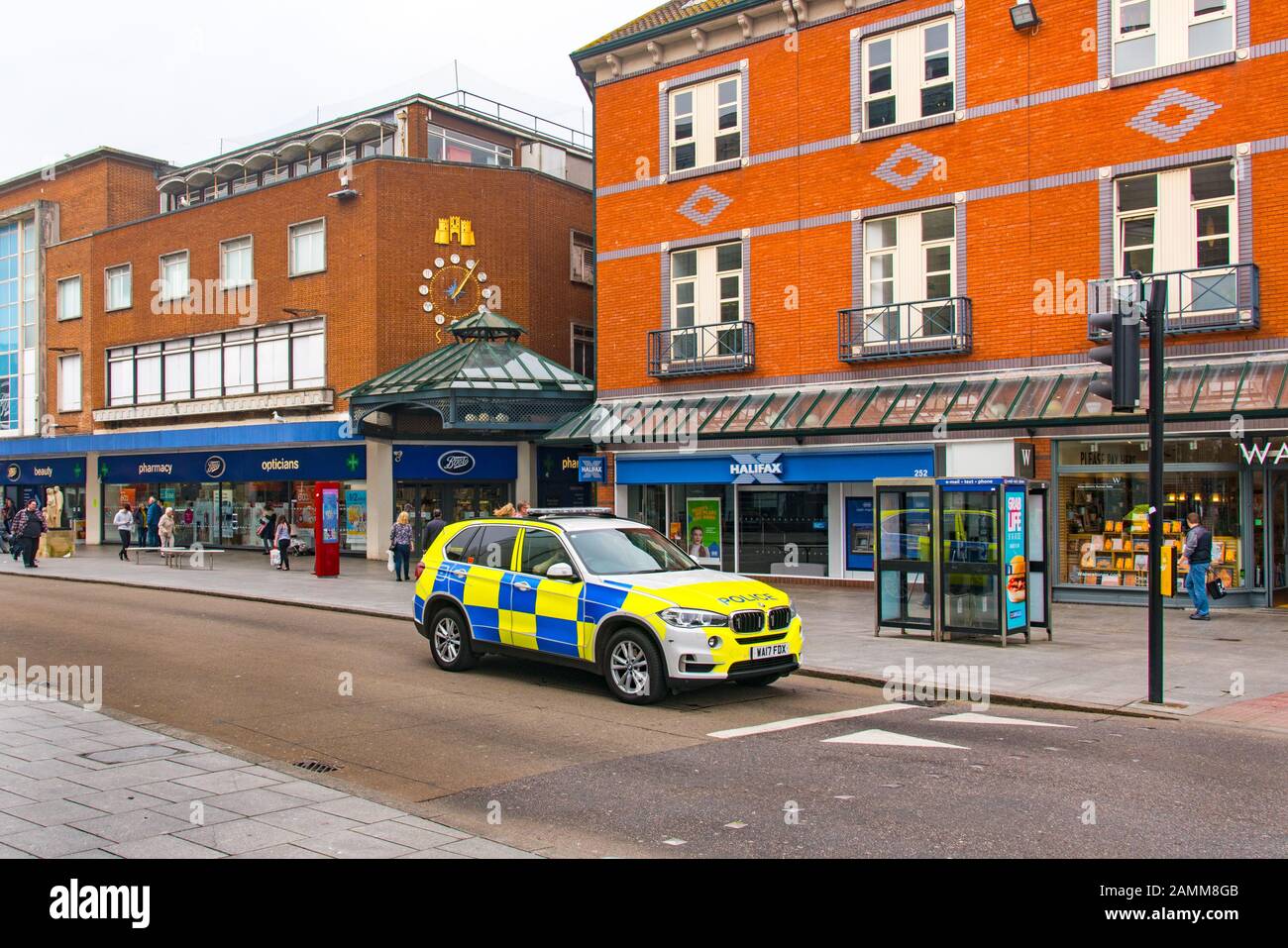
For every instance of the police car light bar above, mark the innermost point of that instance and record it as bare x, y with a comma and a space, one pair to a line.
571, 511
○ ○ ○
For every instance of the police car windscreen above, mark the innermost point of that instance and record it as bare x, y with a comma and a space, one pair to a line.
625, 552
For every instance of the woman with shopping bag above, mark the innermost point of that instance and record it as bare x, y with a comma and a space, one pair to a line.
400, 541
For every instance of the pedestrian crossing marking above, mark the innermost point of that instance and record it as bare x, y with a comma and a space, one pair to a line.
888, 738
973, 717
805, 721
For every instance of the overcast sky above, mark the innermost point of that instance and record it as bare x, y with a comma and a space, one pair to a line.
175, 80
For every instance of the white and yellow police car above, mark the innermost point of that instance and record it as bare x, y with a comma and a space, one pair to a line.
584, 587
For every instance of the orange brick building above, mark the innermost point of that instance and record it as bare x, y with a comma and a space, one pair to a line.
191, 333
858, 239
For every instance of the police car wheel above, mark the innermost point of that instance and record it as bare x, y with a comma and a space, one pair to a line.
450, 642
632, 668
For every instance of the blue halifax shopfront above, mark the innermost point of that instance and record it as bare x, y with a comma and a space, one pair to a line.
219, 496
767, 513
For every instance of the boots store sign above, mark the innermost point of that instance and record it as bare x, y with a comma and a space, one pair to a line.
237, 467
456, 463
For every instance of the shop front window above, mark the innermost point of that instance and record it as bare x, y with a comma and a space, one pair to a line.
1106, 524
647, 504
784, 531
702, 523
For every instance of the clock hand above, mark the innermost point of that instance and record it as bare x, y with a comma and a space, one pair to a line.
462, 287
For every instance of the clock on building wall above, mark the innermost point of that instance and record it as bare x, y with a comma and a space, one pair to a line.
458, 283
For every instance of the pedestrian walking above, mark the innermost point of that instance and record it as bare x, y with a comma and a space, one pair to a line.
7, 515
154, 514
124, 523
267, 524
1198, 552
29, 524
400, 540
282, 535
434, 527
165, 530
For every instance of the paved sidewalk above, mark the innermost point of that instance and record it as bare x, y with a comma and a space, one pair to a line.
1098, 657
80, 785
○ ○ ○
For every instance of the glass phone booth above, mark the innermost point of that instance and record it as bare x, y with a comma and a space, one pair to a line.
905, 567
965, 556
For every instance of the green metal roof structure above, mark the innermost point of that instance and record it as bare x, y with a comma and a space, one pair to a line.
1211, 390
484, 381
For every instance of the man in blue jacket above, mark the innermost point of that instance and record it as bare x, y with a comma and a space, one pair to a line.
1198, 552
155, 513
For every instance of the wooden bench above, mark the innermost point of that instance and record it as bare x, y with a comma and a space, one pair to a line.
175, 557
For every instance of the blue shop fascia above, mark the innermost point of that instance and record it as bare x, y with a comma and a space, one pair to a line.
○ ○ ○
- [Stated exercise] Replace "wooden bench" with "park bench" in everything from the line containing "For every instance of the man" down to and including the line containing "For every instance of the blue shop". Write out only those lines, leaving all else in them unchanged.

- [Full response]
For every instance of the man in blue jacket above, mark the innermost point of that instance and record it as bare x, y with a comma and a space, one pair to a line.
1198, 552
155, 513
For every instance of the park bench above, mark the innermost point of that instance and record it as bare x, y with a comma and a space, one pair to a line.
175, 557
For every instance of the blue shop fascia above, mark the innermost point of that instance and record it as bare x, y with a comma and a space, one pair to a line.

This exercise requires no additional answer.